:: TEXTE DE LA PAGE ::
* * *
Le groupe allemand TÜV, l'un des leaders mondiaux du contrôle qualité qui certifiait les prothèses, était assigné au civil devant le tribunal de commerce de Toulon; la question de l'indemnisation des victimes s'envenime à l'approche du grand procès pénal de l'affaire à Marseille au printemps.
La procédure de Toulon remonte au lendemain de la liquidation de l'usine de La Seyne-sur-Mer, en mars 2010, et du retrait du marché des implants, remplis avec un gel de silicone "maison" différent de celui déclaré à l'Afssaps.
Des distributeurs de PIP à l'étranger - un bulgare, un brésilien et un italien, puis un syrien, un mexicain et un roumain - réclament alors à l'entreprise varoise ses polices d'assurance. Dans la foulée, l'assureur concerné, Allianz, assigne le liquidateur de PIP au tribunal de commerce pour réclamer la nullité de son contrat, au motif qu'il a été trompé. Fin 2010, les distributeurs se greffent sur la procédure en attaquant Allianz et TÜV pour éviter tout dédouanement.
* * *
:: DONNÉES FOURNIES ::

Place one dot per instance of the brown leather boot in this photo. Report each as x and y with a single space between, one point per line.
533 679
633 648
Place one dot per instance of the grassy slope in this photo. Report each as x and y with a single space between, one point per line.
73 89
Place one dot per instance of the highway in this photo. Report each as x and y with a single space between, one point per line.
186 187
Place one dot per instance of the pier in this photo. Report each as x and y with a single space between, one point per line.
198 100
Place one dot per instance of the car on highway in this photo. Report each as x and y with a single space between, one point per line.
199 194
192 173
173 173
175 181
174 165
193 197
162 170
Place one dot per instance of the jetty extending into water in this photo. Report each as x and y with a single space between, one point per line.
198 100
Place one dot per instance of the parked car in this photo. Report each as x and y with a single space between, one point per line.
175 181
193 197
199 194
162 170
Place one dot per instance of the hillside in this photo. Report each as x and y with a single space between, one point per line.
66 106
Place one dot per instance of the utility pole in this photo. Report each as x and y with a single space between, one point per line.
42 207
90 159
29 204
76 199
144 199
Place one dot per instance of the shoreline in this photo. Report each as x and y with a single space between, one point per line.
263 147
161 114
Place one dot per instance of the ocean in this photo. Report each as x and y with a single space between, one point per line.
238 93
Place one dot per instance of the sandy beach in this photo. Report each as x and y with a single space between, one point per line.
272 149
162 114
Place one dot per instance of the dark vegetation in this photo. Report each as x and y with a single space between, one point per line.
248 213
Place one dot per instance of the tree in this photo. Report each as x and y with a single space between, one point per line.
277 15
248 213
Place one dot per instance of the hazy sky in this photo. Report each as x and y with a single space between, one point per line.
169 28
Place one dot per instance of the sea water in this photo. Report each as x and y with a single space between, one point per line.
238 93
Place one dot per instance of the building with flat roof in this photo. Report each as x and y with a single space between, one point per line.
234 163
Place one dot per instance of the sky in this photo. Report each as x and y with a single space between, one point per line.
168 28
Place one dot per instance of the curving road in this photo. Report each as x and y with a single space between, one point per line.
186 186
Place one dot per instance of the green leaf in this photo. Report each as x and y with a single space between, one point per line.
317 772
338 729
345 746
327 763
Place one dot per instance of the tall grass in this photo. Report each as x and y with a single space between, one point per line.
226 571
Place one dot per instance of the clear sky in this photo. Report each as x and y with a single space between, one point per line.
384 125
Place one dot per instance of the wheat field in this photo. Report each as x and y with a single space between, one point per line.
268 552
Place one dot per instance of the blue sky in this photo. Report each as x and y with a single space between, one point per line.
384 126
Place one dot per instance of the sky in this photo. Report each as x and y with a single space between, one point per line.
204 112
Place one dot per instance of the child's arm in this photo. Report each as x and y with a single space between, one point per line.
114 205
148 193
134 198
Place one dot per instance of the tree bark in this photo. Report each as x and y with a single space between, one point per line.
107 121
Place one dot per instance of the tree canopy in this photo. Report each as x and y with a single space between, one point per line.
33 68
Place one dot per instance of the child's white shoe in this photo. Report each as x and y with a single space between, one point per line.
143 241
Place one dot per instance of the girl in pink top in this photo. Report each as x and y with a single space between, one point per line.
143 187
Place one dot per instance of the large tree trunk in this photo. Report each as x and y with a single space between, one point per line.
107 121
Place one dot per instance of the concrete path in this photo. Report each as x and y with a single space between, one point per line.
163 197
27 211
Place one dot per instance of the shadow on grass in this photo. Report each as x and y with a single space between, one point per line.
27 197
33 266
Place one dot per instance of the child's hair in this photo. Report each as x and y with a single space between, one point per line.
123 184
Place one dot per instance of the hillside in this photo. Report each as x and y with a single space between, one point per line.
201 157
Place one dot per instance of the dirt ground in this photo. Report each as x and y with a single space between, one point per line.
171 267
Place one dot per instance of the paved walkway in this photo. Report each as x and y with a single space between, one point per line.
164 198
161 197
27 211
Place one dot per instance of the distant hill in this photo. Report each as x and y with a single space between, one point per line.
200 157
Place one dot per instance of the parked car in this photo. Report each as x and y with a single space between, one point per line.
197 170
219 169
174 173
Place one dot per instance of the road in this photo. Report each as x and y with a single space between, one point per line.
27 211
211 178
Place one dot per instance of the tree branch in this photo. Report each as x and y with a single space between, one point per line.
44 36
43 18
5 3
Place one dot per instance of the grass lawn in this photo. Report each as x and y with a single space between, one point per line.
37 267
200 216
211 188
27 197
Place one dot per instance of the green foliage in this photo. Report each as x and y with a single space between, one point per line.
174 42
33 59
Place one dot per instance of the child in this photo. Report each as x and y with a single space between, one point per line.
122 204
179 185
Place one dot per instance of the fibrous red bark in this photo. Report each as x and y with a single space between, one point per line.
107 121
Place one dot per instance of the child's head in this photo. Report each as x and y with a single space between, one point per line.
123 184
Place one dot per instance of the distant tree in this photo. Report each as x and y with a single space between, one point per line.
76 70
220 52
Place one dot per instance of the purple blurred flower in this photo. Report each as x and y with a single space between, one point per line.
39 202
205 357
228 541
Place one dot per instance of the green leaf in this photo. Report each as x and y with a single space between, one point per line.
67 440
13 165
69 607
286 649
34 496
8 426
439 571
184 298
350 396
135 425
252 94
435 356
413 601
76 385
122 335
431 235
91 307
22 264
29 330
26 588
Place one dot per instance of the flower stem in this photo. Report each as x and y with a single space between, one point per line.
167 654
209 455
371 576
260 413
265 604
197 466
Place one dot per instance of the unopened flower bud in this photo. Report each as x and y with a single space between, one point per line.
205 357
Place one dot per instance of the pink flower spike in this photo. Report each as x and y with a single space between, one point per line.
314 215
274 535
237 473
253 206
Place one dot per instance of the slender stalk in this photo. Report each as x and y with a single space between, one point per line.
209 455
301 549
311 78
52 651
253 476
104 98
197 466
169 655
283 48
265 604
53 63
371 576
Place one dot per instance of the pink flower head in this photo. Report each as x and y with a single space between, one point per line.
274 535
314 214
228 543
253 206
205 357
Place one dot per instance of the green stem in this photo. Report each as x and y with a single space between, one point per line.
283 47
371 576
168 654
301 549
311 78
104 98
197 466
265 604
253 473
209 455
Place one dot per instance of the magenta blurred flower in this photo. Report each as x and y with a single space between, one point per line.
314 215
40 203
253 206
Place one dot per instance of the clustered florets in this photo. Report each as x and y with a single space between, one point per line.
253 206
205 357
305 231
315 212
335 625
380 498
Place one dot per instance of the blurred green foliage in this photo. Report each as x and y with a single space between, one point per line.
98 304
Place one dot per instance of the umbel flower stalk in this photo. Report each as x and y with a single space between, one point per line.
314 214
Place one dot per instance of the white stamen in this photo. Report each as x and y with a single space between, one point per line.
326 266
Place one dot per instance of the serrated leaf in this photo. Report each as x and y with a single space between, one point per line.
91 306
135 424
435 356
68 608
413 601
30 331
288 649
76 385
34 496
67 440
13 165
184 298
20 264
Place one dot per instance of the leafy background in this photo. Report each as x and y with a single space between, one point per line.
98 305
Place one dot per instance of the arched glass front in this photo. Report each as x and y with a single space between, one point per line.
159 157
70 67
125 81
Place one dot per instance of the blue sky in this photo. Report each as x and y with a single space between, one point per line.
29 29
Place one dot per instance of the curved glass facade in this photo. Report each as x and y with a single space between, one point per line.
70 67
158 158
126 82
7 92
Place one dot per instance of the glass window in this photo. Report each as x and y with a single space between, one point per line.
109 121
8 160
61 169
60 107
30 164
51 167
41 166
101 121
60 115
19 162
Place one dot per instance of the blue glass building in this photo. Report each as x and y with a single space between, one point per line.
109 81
* * *
:: CONSIGNES DE TRAVAIL ::
[A] Relevez, dans l'article sur l'affaire PIP, les nationalités de tous les distributeurs étrangers de PIP qui y sont cités.
[B] Poursuivez l'article sur l'affaire PIP à la suite de sa dernière phrase.

:: RÉPONSES PAR NUMÉRO ::
[A] bulgare, brésilien, italien, syrien, mexicain, roumain

[B]
En juin 2012, Allianz a été débouté. Décision dont il a fait appel, dénonçant une "fraude intentionnelle" de son client qu'il avait été contraint d'assurer par le Bureau central des tarifications en 2005. A ce jour, une quinzaine de procédures individuelles ont été lancées contre Allianz.
Reste à examiner le cas de TÜV, dont le contrôle a été déficient selon les distributeurs de PIP, rejoints à Toulon par quelque 400 victimes principalement étrangères.
Dénégations du certificateur allemand :
Le certificateur allemand nie toute négligence en faisant valoir que son rôle se limitait, en vertu d'une directive européenne sur les dispositifs médicaux, à un audit "documentaire": vérifier la conformité du dossier de conception des prothèses et des procédures de contrôle internes à l'usine.
"TÜV n'était absolument pas chargé du contrôle du produit. TÜV n'a jamais apposé un seul tampon +CE+ sur les prothèses, il ne les a jamais testées sur la chaîne de production, car ce n'était pas sa mission", martèle son avocat, Me Olivier Gutkès.
Le groupe, qui avait porté plainte contre PIP en février 2011, se constituera partie civile au procès pénal prévu du 17 avril au 14 mai devant le tribunal correctionnel de Marseille, où comparaîtront cinq anciens dirigeants de PIP. Au premier rang desquels le fondateur de l'entreprise varoise, Jean-Claude Mas, auquel la justice reproche d'avoir trompé des milliers de porteuses d'implants, mais aussi TÜV via diverses "manoeuvres frauduleuses" destinées à contourner ses contrôles.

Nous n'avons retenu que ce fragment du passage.